_Task:_
Recast every item below as a JSON list of strings, with one string for each line and no blank lines.

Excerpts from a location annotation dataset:
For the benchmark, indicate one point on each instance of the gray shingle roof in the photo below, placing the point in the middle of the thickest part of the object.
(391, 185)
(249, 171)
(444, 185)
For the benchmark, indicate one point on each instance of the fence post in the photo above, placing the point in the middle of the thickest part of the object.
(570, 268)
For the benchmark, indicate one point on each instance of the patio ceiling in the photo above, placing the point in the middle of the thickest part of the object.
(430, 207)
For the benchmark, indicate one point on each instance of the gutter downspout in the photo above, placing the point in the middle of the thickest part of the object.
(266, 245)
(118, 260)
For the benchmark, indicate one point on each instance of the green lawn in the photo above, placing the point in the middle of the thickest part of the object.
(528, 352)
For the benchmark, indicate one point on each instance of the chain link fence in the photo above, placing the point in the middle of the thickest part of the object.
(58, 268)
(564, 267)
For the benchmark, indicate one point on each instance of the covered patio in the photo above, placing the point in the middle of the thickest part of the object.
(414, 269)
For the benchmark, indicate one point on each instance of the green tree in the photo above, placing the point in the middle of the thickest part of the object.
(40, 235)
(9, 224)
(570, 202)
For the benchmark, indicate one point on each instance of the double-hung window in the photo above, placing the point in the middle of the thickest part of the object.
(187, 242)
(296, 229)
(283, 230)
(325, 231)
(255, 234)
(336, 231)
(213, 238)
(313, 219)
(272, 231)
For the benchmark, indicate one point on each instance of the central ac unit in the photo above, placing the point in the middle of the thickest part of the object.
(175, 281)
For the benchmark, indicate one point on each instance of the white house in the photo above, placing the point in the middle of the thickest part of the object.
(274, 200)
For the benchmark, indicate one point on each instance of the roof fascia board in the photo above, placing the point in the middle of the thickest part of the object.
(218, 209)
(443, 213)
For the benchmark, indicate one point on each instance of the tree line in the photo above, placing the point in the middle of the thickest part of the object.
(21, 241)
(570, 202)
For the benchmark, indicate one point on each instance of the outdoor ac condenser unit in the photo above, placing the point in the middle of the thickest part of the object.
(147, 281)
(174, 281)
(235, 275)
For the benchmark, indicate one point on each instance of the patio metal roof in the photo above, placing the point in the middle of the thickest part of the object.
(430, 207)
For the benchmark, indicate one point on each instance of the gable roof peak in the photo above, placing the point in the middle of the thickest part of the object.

_Reply to the task:_
[
  "For the benchmark, indicate one point on each instance of the gray shingle roof in the photo below, placing the point in the middle of the thickest part of the object.",
  "(391, 185)",
  "(249, 171)",
  "(444, 185)",
  "For the benchmark, indicate one point on each instance of the fence post in the photo above, placing the point in the middle of the thickest part of the object.",
  "(570, 268)",
  "For the benchmark, indicate one point on each instance of the patio ceiling in the photo above, placing the point in the middle of the thickest part of the object.",
  "(430, 207)",
  "For the benchmark, indicate one point on each instance of the gutter downspout in the photo above, placing the point in the middle of the thickest part of the object.",
  "(266, 245)",
  "(118, 260)",
  "For the benchmark, indicate one point on each instance of the green lawn in the photo above, placing the point in the middle of the thickest part of the object.",
  "(528, 352)",
  "For the benchmark, indicate one point on each instance of the chain link fence in the photo above, placing the point in the middle of the thickest part of the object.",
  "(58, 268)",
  "(564, 267)",
  "For the benchmark, indicate one point on each instance of the covered patio in the photo above, placing the point in the middle of the thickest part of the object.",
  "(414, 269)",
  "For the benchmark, indicate one point on each instance of the green tree in the photo above, placing the point in the middle of the thickest part of the object.",
  "(40, 235)",
  "(9, 224)",
  "(570, 202)",
  "For the benchmark, indicate one point on each instance of the double-hung window in the photo above, placing the point in the middle of the thickest part of the object.",
  "(187, 242)",
  "(296, 229)",
  "(283, 230)",
  "(325, 231)",
  "(255, 234)",
  "(336, 231)",
  "(213, 238)",
  "(313, 219)",
  "(272, 231)",
  "For the benchmark, indicate one point on each instance of the central ac unit in the photo above, placing the point in the middle of the thickest part of the object.",
  "(175, 281)",
  "For the benchmark, indicate one point on each instance of the white house in the photo above, placing the point in the middle of the thickest part of the object.",
  "(274, 200)",
  "For the benchmark, indicate one point on each instance of the roof fascia board in the photo above, placing the point in the middle of the thickest part of the object.",
  "(218, 209)",
  "(443, 213)",
  "For the benchmark, indicate one point on each instance of the tree line in the photo above, placing the point in the middle of the thickest part of the object.",
  "(21, 241)",
  "(570, 202)",
  "For the benchmark, indicate one point on each instance of the outdoor ac condenser unit in the photo above, placing the point in the middle of the thickest part of the object.",
  "(147, 281)",
  "(174, 281)",
  "(235, 275)",
  "For the benchmark, indicate one point on each instance of the patio metal roof in the photo above, placing the point in the middle of the thickest part of the object.",
  "(430, 207)",
  "For the benchmark, indicate one point on each instance of the gable roof peak in the photo above, placing the point in the middle of the thickest part of the object."
]